WHAT YOU ARE ASKED TO DO →
Copy all of the records below, swapping every "dirt road" for "gravel road" and keeping everything else the same. Omit the pictures from your copy.

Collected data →
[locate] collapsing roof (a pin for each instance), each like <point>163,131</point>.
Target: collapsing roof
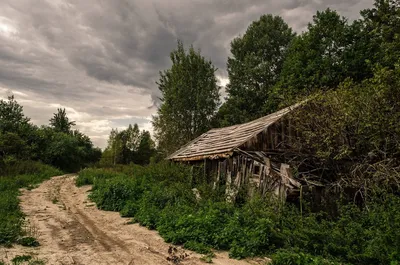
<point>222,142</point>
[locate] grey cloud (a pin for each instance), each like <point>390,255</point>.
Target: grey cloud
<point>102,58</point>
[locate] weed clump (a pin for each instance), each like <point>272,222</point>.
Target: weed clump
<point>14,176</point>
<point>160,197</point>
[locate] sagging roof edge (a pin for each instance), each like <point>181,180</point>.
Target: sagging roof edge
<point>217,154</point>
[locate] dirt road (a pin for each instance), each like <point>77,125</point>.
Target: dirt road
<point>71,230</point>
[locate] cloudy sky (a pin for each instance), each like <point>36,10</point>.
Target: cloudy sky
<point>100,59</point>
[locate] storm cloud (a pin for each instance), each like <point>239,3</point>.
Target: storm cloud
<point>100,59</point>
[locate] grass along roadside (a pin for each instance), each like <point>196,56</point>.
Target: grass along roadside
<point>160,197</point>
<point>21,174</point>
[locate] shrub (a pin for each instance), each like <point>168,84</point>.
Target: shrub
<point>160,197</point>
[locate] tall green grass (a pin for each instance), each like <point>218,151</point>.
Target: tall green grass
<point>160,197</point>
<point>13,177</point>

SOLUTION TO THIS TASK →
[locate] collapsing roof (a pin for each instance), each like <point>163,131</point>.
Target: collapsing roof
<point>222,142</point>
[locate] grey cloud (a pin for each instance), each like <point>390,255</point>.
Target: grey cloud
<point>102,58</point>
[locate] weed clump (a pin for each instance), each like <point>272,222</point>.
Target: weed clump
<point>14,176</point>
<point>160,197</point>
[locate] sagging roof edge (a pin for each instance), each like <point>181,180</point>.
Target: sagging roof edge
<point>217,154</point>
[locate] gravel road (a pin for each instance), each like <point>77,125</point>.
Target: gravel road
<point>71,230</point>
[locate] cloudy sky (a pin for each instance), each like <point>36,10</point>.
Target: cloudy sky
<point>100,59</point>
[locate] storm cloud (a pin for each instance), each like <point>239,3</point>.
Target: storm cloud
<point>100,59</point>
[locate] grass along roadside (a pin for each instance), each like <point>196,56</point>.
Target: grass along roadside
<point>160,197</point>
<point>21,174</point>
[locate] shrub (a pin for each instance), each like <point>168,84</point>.
Target: shrub
<point>160,197</point>
[locate] tall green grass (a pin for each instance), each like <point>218,151</point>.
Target: tall green grass
<point>160,197</point>
<point>13,177</point>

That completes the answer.